Actions to take:
a. From the RBI news text, pull out word for word the part that begins with the words containing "RBI also highlighted" and ends with "the financial ecosystem.".
b. Answer these questions from the RBI news text:
(i) In what year was Canara Robeco AMC established, and under what name?
(ii) By what date must Canara Bank bring its stake in line with the 30% cap?
(iii) To what level did the RBI cut the CRR?

Passage given:
★ ★ ★ ★

RBI also highlighted the requirement for Canara Bank to align its stake in these entities with the 30% cap by October 31, 2029, as per exemptions granted by the Government of India.
This strategic stake sale aligns with Canara Bank’s broader objectives of unlocking value and meeting regulatory mandates, further strengthening its position in the financial ecosystem.
Canara Robeco AMC, established in 1993 as Canbank Mutual Fund, became a joint venture with the Robeco Group in 2007, evolving into Canara Robeco Mutual Fund. Currently, the mutual fund market includes listed entities like Aditya Birla Sun Life AMC, HDFC AMC, Nippon AMC, and UTI AMC.
Pralay Mondal, MD & CEO, CSB Bank mentioned that, “The move to lower CRR is a welcome step as it releases funds for banks to lend. RBI’s stance on inflation and therefore on Repo rate will have long term implications of lowering inflation and stabilising currency. SORR is a much needed benchmark as it incorporates both regulatory rates and market sentiments. Overall a very prudent approach which focuses on long term interests of the country while calibrating the short term mismatch.”
Deepak Ramaraju, Senior Fund Manager, Shriram AMC stated, “The RBI Monetary Policy Committee kept the repo rates unchanged based on 4:2 voting. The committee also kept the Marginal Standing Facility (MSF) and Standing Deposit Facility (SDF) unchanged. The primary focus is to ensure price stability and hence the focus is to bring inflation down to the target. The RBI has opinioned that the slowdown has bottomed out in Q2 FY 25 and indicated a pickup in high-frequency indicators. The rural demand has shown early signs of recovery whereas the urban demand remains muted. The RBI has reduced the GDP growth projection from 7.2% to 6.6% in FY 25. The RBI has revised the projected inflation to 5.7% in Q3 and 4.6% in Q4 of FY 25. The entire year’s CPI projection is changed to 4.8% from 4.5%. Further to improve the liquidity, the RBI has cut the CRR by 50 bps to 4%.

★ ★ ★ ★

(Pointing dataset excerpts)
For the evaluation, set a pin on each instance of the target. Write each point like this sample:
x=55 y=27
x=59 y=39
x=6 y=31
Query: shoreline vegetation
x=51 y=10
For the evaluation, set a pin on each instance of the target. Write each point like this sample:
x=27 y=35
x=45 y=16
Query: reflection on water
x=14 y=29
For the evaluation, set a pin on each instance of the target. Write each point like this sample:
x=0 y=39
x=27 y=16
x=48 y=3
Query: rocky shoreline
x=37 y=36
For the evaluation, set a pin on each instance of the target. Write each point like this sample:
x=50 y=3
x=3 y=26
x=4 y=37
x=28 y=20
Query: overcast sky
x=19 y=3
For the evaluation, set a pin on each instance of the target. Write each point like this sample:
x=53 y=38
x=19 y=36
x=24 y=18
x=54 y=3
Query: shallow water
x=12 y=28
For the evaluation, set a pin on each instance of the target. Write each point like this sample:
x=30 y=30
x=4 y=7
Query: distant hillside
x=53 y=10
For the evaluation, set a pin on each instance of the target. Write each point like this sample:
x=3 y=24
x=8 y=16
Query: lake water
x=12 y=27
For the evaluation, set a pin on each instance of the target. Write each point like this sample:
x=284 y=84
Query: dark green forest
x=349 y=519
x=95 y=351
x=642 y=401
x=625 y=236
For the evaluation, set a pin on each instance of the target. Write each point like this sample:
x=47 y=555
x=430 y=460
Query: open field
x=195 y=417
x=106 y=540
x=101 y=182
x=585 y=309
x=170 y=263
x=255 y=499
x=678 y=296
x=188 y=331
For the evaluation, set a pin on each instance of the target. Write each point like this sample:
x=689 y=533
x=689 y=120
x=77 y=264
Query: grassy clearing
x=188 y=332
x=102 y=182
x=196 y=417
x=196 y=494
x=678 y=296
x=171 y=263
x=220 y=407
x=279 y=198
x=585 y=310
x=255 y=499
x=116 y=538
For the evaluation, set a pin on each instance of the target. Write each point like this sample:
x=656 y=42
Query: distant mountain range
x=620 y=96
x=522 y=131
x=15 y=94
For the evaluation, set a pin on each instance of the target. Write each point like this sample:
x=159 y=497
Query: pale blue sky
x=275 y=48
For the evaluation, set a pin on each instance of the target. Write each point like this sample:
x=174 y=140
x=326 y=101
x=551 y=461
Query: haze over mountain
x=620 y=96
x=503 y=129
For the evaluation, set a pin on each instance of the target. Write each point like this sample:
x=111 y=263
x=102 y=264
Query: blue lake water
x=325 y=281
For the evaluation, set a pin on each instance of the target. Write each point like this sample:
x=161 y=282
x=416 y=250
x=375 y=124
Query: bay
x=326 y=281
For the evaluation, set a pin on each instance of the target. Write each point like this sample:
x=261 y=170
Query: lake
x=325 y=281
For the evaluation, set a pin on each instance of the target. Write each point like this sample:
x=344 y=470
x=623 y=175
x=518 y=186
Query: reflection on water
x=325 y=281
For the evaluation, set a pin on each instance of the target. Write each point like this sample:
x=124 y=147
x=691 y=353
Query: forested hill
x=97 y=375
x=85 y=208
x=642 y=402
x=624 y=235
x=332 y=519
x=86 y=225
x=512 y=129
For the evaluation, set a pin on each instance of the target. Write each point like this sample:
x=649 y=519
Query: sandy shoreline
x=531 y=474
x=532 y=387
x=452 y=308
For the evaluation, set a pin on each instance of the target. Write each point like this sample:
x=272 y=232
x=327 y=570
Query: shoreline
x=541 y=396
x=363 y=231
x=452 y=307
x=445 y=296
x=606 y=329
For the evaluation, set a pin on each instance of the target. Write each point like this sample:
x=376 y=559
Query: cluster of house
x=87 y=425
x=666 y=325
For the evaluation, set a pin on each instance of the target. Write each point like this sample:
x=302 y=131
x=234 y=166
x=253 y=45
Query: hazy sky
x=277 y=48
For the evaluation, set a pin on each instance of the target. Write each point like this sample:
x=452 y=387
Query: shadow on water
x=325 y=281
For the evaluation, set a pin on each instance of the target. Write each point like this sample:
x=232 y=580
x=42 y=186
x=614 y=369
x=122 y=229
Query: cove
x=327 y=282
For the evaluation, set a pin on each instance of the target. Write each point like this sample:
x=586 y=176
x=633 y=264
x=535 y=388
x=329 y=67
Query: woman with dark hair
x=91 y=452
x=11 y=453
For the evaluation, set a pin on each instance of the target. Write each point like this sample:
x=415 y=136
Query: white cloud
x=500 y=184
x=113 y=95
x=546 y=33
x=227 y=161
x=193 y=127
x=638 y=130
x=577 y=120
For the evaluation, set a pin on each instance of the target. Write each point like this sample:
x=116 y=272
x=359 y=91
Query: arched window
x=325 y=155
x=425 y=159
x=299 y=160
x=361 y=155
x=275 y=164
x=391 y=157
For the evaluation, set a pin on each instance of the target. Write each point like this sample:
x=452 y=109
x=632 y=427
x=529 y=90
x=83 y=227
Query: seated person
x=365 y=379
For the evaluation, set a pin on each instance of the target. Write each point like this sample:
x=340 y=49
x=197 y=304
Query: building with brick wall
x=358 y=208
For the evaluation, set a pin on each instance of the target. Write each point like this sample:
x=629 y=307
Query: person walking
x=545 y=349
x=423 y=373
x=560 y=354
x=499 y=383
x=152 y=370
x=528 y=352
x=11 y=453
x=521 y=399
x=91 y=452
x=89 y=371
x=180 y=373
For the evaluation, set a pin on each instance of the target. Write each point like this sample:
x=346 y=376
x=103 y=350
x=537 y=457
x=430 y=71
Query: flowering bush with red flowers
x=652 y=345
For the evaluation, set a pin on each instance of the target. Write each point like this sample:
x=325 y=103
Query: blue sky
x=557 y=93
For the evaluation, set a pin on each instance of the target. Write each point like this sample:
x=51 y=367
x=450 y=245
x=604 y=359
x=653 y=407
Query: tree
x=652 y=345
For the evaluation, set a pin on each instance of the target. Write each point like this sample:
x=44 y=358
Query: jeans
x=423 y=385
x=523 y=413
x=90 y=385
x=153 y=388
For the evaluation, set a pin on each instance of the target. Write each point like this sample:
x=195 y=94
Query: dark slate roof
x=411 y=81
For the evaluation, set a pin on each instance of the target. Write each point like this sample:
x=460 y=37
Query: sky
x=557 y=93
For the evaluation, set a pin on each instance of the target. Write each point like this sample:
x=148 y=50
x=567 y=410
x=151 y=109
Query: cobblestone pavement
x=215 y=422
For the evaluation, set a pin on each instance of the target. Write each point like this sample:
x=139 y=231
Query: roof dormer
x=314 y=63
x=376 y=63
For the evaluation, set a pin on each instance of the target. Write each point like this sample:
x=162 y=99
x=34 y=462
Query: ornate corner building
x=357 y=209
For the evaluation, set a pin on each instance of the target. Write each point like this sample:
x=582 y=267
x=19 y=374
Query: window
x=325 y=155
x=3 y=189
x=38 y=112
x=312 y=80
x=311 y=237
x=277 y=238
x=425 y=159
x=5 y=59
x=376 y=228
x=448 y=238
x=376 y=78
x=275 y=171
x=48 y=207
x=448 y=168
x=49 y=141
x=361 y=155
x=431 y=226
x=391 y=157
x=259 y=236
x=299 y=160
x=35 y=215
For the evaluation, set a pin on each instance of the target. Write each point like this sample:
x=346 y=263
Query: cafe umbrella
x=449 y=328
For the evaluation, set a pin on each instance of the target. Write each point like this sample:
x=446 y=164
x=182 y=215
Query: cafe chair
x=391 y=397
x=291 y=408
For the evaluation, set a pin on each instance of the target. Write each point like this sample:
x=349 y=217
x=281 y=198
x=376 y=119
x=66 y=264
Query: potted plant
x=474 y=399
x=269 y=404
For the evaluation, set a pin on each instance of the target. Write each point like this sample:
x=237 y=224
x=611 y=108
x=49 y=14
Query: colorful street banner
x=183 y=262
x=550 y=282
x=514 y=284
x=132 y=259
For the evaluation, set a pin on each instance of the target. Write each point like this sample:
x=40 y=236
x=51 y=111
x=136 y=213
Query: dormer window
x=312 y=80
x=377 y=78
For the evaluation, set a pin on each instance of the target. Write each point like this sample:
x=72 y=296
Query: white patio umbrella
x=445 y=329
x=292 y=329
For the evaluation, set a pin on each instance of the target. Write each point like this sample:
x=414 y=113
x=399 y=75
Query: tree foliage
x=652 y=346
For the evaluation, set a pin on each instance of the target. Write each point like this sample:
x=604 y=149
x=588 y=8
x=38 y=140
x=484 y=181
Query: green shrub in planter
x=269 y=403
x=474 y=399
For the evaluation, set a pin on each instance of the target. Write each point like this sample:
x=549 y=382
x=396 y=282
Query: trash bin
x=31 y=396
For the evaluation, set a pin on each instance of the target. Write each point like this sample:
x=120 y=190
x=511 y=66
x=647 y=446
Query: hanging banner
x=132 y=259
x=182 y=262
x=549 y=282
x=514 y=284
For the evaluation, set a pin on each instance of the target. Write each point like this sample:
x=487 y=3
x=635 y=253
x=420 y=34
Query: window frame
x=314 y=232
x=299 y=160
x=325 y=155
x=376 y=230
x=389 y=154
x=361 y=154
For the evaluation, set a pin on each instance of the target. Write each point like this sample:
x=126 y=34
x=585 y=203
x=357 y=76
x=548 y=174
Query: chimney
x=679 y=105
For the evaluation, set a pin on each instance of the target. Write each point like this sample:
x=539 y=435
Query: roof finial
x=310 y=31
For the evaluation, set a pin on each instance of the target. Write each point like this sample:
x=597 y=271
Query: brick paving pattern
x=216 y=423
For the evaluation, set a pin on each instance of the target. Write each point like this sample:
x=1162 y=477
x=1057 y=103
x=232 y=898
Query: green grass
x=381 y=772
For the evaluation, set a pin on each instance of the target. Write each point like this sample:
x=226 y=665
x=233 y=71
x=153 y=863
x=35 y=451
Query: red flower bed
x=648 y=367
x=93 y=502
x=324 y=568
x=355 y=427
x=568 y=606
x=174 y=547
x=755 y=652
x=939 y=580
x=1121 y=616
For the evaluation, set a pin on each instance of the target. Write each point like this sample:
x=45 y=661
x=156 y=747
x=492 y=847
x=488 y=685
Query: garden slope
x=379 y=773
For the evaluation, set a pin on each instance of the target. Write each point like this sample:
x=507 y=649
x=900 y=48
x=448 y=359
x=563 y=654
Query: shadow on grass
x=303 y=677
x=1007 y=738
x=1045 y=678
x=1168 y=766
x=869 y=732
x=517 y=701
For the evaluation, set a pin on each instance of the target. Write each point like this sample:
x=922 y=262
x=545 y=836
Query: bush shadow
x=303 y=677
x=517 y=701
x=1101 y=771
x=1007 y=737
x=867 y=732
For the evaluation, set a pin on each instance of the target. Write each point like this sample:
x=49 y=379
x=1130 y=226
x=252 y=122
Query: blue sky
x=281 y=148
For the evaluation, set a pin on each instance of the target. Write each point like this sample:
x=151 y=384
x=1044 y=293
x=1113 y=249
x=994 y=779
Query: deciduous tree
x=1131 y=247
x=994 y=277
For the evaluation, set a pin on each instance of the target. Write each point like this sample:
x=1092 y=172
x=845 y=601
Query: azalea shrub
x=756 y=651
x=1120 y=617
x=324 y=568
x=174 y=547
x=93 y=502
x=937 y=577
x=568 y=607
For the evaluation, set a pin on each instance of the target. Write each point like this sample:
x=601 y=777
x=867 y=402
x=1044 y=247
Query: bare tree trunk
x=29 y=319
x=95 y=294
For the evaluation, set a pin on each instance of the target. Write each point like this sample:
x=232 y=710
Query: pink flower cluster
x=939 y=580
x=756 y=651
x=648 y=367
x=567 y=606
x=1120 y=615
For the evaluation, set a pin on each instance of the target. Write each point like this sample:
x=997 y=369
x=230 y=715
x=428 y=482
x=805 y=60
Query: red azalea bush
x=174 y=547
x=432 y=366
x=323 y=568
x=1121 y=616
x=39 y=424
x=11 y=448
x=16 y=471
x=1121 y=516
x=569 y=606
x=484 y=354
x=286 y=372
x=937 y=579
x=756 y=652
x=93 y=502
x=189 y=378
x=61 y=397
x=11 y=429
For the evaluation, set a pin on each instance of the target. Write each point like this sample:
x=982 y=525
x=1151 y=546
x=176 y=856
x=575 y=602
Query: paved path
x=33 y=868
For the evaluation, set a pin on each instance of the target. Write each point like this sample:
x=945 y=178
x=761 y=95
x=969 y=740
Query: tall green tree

★ ★ ★ ★

Task results:
a.
RBI also highlighted the requirement for Canara Bank to align its stake in these entities with the 30% cap by October 31, 2029, as per exemptions granted by the Government of India.
This strategic stake sale aligns with Canara Bank’s broader objectives of unlocking value and meeting regulatory mandates, further strengthening its position in the financial ecosystem.

b.
(i) 1993, as Canbank Mutual Fund
(ii) October 31, 2029
(iii) 4%